◆ **GIVEN TASK**:
Reproduce every record below exactly as it appears.

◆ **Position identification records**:
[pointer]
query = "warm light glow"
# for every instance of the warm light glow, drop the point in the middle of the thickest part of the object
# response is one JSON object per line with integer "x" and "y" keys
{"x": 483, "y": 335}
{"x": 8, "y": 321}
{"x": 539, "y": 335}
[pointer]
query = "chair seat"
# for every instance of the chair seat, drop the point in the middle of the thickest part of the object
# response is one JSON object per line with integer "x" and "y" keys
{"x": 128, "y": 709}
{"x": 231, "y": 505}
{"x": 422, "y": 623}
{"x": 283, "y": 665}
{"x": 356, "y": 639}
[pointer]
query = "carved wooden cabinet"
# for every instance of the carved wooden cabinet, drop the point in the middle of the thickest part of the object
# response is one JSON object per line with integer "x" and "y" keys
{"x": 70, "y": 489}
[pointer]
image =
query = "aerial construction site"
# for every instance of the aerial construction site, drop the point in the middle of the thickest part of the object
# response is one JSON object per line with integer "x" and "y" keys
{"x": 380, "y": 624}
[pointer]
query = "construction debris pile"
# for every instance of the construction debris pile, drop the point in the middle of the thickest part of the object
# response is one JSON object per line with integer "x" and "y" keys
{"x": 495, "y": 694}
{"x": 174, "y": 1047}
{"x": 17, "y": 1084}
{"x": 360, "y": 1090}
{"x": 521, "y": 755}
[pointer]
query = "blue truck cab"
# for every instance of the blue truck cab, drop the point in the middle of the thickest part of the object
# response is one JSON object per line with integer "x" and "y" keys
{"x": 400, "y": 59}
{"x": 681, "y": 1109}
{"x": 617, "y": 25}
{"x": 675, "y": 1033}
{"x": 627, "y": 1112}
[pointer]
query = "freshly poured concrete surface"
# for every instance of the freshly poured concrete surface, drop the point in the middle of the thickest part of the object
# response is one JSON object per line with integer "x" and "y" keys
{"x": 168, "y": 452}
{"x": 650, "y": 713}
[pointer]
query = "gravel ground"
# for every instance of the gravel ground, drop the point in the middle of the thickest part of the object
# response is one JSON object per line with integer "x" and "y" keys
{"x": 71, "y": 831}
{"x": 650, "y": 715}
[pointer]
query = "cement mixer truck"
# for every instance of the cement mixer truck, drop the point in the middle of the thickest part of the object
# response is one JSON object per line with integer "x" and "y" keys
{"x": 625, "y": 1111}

◆ **ANSWER BELOW**:
[pointer]
query = "warm light glow"
# for every instance of the warm light glow, drop the point in the middle of the thickest part of the object
# response is one JSON object per line with integer "x" and "y" keys
{"x": 483, "y": 335}
{"x": 8, "y": 321}
{"x": 539, "y": 335}
[pointer]
query = "chair seat"
# for every instance of the chair seat, drop the point in the middle of the thickest part of the object
# response is one JSON object per line with integer "x" and "y" keys
{"x": 128, "y": 709}
{"x": 231, "y": 505}
{"x": 422, "y": 623}
{"x": 283, "y": 665}
{"x": 356, "y": 639}
[pointer]
query = "carved wooden cabinet"
# for every instance of the carved wooden cabinet, drop the point in the middle of the thickest part of the object
# response is one JSON object per line with integer "x" and "y" keys
{"x": 70, "y": 489}
[pointer]
image =
query = "aerial construction site"
# for every instance of the aerial construction site, drop the point in the middle of the thickest part of the object
# response is one JSON object per line with integer "x" and "y" keys
{"x": 380, "y": 624}
[pointer]
query = "construction debris pile"
# for every instance of the construction debris pile, drop the point in the middle of the thickest part of the object
# response is one JSON object per line with integer "x" and "y" keys
{"x": 495, "y": 694}
{"x": 174, "y": 1047}
{"x": 17, "y": 1084}
{"x": 360, "y": 1090}
{"x": 521, "y": 755}
[pointer]
query = "blue truck cab"
# for every instance of the blue truck cab, drop the point in the middle of the thickest part of the object
# response is one JSON object per line with integer "x" and "y" keys
{"x": 400, "y": 59}
{"x": 681, "y": 1109}
{"x": 617, "y": 25}
{"x": 675, "y": 1033}
{"x": 627, "y": 1112}
[pointer]
query = "freshly poured concrete surface"
# for every instance of the freshly poured concrete surface, drop the point in the middle of the thickest part of the object
# response is one JSON object per line with integer "x" and "y" keys
{"x": 168, "y": 452}
{"x": 650, "y": 713}
[pointer]
query = "gravel ground"
# for every instance of the gravel ground, drop the point in the middle of the thickest part of the object
# response is one JSON object per line with integer "x" and "y" keys
{"x": 71, "y": 831}
{"x": 650, "y": 715}
[pointer]
query = "cement mixer truck"
# for every instance of the cement mixer truck, drop the point in the middle of the thickest part of the object
# response is one JSON object per line with integer "x" and "y" keys
{"x": 625, "y": 1111}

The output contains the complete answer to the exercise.